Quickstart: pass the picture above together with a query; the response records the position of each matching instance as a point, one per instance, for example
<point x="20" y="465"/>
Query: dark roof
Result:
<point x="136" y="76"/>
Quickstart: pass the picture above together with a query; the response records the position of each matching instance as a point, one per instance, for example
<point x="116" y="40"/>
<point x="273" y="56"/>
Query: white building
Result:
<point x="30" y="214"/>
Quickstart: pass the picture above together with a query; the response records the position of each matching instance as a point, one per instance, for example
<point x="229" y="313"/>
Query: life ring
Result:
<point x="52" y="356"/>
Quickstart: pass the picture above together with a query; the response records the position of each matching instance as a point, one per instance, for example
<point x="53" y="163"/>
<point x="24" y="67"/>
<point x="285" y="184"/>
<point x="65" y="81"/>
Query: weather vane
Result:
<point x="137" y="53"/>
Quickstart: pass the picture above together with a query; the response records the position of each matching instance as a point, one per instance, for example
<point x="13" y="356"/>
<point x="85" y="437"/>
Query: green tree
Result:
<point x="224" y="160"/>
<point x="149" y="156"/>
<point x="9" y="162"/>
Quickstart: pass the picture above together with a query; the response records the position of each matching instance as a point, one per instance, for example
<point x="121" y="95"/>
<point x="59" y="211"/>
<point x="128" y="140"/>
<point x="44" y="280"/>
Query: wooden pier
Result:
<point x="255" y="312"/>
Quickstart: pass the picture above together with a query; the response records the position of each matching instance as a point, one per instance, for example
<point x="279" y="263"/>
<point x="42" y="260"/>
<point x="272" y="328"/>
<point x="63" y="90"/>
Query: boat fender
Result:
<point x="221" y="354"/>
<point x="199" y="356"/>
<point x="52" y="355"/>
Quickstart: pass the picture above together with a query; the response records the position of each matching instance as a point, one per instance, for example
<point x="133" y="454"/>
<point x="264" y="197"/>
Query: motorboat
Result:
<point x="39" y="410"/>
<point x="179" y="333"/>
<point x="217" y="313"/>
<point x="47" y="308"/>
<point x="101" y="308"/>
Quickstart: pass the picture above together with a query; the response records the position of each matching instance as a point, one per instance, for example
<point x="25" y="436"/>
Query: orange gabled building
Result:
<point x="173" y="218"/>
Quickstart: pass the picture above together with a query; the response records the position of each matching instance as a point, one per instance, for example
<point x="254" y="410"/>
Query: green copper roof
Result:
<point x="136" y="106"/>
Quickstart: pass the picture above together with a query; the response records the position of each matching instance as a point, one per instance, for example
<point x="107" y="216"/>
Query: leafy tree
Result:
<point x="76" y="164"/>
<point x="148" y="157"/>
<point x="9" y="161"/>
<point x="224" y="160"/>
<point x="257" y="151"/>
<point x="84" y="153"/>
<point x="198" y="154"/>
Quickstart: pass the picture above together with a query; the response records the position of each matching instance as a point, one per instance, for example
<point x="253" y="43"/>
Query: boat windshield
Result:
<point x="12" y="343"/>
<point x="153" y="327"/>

******

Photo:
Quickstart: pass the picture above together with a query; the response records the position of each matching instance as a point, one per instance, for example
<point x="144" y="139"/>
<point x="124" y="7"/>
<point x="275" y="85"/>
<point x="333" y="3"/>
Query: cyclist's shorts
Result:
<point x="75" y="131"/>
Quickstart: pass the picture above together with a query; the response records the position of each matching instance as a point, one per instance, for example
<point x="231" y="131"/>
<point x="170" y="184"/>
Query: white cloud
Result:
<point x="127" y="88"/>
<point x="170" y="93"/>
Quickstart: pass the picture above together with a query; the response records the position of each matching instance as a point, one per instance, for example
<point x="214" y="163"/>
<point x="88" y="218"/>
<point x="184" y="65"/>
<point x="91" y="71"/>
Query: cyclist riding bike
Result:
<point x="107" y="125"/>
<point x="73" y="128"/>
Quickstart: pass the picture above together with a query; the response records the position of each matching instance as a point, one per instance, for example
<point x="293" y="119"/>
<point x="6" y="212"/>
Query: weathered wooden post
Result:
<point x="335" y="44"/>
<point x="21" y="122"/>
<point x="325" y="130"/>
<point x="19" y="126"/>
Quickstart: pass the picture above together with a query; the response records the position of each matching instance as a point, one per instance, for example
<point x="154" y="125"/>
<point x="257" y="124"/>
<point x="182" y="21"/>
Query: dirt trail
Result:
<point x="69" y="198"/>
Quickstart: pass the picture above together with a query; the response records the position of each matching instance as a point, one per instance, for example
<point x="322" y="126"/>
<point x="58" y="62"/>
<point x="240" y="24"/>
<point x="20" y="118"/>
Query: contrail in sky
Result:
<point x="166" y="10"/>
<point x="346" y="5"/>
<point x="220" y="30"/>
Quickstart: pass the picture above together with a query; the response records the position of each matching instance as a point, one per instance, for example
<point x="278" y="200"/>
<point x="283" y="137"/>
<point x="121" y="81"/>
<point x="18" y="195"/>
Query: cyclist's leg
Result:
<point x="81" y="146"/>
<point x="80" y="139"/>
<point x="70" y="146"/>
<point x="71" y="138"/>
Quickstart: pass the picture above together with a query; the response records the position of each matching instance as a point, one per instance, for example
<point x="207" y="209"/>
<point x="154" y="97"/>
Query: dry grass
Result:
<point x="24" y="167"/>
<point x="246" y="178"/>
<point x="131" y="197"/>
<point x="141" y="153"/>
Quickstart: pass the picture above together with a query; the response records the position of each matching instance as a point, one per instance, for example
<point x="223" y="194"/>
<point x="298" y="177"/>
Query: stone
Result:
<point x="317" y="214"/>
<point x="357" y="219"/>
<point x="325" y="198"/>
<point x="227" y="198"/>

******

## GOAL OF THE EXERCISE
Give the count of lines in the records that contain "cyclist", and no other text.

## OUTPUT FOR THIS EXERCISE
3